**SUPPLIED PASSAGE**

----

Fears of that came true on October 22, when an epidemic of cholera struck the remote countryside.
"Were you surprised when the epidemic erupted?" Pitts asked Haiti's Prime Minister is Jean-Max Bellerive. "Scare you?"
"Yeah," the prime minister said. "My biggest concern was that the capital, Port-au-Prince, was seriously touched for the concentration of the population. And the condition a lot of the population are living right now. So, I was afraid."
At first, the epidemic was only in the countryside where David Walton, an American physician from Boston, has worked for 13 years.
"It went from a few cases of diarrhea that were quite suspicious to, you know, all hands on deck. This is an epidemic of the proportions of which we have never seen before in Haiti. There are 60 cases of acute watery diarrhea that we had heard about. The next day, 24 hours later, 500 cases," Dr. Walton explained.
Dr. Walton works for Partners In Health, a U.S.-based international health organization that operates 15 hospitals and clinics in Haiti.
The one "60 Minutes" visited, La Colline, is the only hospital for miles.
While we were there, a 16-year-old girl named Manoushka had just arrived. It had taken her a full day just to get there. She had all the classic symptoms of cholera.

----

**SUPPLIED ENTRIES**

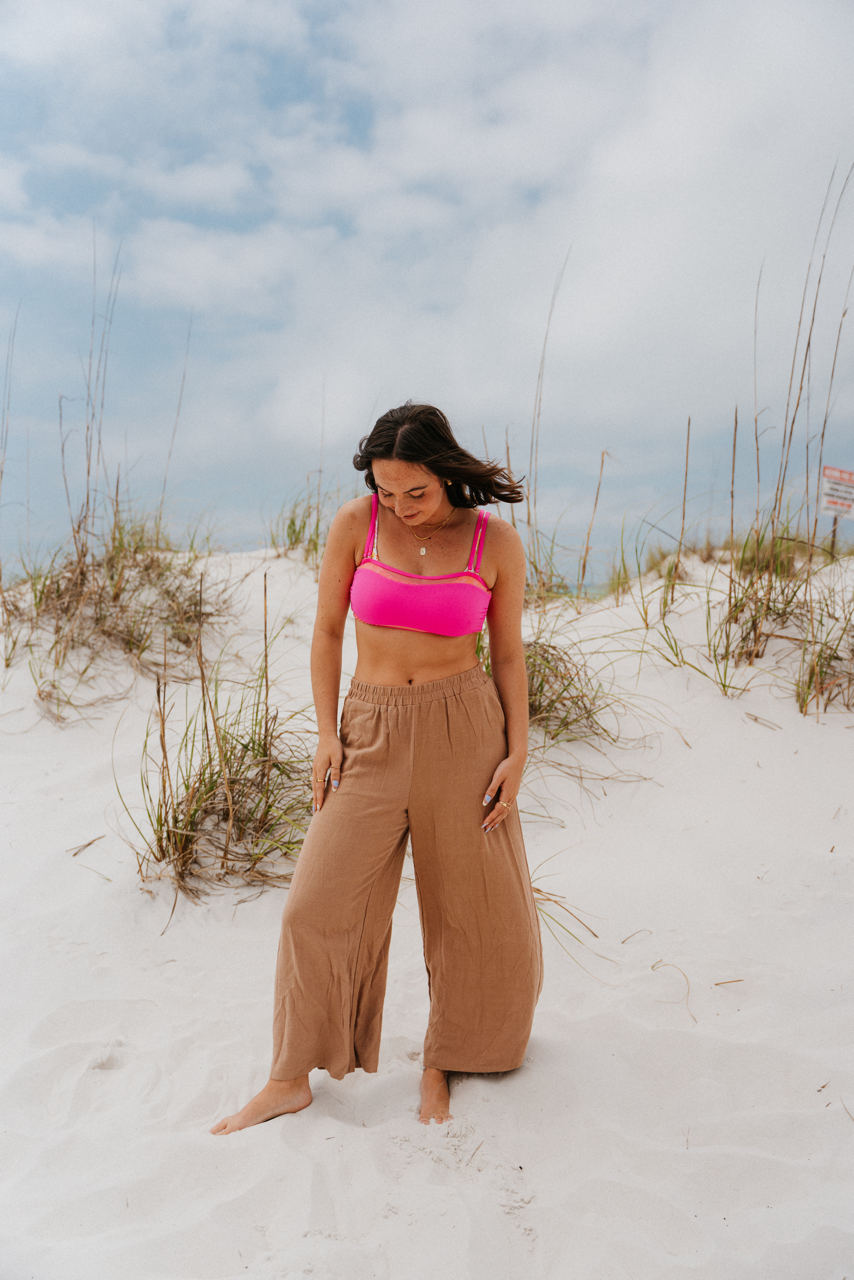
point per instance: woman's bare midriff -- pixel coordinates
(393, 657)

----

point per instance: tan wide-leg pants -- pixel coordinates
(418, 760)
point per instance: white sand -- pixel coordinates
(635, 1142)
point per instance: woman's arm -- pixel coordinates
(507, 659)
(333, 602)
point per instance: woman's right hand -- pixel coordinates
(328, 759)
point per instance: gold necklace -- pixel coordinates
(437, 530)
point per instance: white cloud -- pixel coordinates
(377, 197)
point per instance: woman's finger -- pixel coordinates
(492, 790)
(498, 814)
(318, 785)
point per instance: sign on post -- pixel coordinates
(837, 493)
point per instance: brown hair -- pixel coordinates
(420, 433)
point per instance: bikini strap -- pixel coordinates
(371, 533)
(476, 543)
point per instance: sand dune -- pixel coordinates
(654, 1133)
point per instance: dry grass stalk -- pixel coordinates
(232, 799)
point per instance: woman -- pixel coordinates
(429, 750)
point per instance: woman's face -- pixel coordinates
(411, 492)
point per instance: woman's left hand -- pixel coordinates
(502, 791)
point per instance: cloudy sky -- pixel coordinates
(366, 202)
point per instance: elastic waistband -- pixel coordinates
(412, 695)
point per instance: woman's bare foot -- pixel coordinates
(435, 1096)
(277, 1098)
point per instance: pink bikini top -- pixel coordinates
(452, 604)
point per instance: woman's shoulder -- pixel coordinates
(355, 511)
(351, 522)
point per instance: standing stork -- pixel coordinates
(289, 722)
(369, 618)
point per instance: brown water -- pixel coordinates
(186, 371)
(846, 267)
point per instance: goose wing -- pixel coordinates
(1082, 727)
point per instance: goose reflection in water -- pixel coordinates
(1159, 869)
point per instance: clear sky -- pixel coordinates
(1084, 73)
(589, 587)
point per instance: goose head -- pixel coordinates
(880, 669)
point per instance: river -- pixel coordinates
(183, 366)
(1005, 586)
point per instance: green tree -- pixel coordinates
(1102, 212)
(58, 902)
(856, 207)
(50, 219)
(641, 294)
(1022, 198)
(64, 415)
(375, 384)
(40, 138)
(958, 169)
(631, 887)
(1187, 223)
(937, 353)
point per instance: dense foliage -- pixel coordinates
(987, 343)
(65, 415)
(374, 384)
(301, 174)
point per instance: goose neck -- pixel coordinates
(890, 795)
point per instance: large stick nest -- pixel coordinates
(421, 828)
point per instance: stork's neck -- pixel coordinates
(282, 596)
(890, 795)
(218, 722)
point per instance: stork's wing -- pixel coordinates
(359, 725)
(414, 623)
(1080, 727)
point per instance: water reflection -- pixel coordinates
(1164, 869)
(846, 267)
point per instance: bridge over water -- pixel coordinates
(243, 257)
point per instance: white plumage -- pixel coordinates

----

**PROBLEM DETAILS**
According to the passage about the cholera outbreak in Haiti, how many hospitals and clinics does Partners In Health operate in the country?

**SOLVED PROBLEM**
15